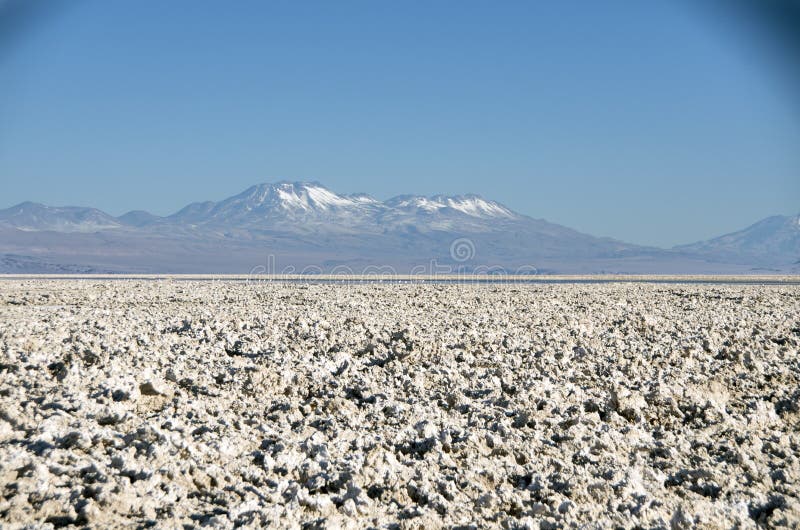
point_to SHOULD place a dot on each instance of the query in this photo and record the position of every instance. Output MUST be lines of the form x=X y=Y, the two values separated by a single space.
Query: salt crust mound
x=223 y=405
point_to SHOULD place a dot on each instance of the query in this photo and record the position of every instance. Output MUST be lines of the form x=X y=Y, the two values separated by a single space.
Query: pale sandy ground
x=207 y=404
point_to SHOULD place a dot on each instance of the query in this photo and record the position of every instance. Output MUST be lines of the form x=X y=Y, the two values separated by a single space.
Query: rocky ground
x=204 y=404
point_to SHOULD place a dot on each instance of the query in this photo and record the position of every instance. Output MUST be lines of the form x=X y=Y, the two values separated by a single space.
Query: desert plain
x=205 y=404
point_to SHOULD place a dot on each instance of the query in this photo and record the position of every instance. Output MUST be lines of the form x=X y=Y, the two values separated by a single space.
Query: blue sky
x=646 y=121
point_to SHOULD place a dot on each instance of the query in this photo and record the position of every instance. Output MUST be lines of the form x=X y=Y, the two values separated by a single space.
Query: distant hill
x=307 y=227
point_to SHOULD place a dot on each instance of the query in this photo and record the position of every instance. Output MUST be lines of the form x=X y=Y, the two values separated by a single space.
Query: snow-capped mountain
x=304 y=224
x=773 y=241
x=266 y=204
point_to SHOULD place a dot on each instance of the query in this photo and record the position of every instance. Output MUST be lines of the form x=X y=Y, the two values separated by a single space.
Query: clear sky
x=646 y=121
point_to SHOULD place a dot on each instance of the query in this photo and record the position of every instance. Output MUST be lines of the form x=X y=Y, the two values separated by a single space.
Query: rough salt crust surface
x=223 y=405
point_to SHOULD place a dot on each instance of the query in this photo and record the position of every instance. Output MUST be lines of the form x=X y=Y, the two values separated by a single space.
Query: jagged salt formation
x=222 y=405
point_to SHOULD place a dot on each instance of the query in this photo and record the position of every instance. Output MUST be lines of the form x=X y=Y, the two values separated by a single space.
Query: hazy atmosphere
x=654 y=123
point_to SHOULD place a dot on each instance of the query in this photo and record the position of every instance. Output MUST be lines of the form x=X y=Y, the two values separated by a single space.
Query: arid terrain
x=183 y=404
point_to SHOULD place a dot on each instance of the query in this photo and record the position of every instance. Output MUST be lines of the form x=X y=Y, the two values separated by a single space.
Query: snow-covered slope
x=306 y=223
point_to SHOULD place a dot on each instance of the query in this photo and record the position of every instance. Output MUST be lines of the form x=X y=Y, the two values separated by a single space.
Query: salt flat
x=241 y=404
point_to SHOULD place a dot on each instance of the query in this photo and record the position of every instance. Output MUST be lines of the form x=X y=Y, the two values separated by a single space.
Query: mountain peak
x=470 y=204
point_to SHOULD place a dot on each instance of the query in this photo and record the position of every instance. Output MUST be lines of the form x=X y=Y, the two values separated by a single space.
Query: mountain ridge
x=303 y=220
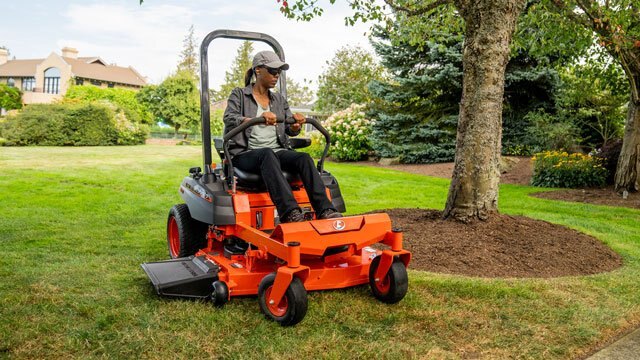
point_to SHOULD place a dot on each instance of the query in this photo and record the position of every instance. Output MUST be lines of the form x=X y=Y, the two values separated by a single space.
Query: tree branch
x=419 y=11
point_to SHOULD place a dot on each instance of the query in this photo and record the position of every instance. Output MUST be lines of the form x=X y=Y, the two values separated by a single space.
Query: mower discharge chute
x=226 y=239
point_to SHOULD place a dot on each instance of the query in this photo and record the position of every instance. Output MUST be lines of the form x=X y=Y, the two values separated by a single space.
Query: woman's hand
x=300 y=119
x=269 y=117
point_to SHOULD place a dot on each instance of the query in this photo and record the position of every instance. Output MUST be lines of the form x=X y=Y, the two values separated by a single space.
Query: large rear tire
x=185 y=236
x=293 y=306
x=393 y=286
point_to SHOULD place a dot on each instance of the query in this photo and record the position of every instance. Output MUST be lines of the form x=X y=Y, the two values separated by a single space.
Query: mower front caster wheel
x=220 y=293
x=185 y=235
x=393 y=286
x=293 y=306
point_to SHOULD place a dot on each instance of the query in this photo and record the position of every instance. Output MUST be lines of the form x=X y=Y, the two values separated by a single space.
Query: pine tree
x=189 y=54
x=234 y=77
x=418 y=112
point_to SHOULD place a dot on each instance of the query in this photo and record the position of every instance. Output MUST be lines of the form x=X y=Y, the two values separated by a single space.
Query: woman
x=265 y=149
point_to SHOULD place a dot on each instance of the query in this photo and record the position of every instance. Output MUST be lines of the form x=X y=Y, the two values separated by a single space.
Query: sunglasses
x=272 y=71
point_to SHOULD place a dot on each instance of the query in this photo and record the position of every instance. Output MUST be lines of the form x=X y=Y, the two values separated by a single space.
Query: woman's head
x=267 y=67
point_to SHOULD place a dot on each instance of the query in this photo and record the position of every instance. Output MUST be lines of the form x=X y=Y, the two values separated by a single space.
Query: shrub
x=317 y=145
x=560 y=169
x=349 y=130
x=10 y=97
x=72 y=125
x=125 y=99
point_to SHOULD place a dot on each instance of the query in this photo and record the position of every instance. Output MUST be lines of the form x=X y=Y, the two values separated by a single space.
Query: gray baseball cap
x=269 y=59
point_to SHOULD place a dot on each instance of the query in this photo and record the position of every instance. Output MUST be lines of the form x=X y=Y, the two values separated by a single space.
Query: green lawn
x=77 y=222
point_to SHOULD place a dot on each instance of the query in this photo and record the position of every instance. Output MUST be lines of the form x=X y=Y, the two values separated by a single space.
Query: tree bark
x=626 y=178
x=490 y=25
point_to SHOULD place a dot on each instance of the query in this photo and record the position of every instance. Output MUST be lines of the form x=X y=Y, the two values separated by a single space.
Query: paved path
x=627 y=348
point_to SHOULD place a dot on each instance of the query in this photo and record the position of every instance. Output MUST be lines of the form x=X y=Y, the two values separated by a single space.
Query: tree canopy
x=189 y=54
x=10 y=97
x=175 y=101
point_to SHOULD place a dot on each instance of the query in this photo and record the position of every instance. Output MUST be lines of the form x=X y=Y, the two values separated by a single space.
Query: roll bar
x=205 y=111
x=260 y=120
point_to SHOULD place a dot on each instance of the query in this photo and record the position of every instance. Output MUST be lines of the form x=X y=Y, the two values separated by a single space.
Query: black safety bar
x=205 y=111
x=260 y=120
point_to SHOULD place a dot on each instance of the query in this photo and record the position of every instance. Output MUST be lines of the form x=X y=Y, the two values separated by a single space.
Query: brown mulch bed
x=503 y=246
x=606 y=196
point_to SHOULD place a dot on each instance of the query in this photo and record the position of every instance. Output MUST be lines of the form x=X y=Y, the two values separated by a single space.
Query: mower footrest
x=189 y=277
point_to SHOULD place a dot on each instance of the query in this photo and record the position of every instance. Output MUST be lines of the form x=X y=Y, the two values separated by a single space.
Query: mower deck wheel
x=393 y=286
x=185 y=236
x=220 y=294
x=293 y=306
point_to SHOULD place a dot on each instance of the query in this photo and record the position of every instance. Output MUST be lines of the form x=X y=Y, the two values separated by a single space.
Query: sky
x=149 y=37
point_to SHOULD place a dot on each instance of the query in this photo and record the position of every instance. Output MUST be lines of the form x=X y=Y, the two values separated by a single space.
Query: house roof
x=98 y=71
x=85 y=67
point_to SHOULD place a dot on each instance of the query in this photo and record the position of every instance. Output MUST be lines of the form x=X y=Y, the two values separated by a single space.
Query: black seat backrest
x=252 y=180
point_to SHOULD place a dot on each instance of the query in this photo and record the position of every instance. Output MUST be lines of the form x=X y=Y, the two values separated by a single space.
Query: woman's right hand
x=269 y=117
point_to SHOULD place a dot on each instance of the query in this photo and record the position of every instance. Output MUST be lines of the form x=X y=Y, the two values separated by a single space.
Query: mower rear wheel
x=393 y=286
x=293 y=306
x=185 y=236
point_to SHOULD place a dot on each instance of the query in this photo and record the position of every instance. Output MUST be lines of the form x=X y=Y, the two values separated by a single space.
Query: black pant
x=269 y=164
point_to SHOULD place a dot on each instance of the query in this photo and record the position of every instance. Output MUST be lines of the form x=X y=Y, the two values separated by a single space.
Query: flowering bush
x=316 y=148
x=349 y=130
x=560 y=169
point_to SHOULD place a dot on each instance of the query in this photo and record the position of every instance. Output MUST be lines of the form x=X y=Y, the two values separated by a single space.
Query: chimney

============================================================

Pick out every line of the records above that contains the string "rear", matching case exactly, and copy each one.

CORRECT RESULT
Query: large rear tire
Query: mower rear wheel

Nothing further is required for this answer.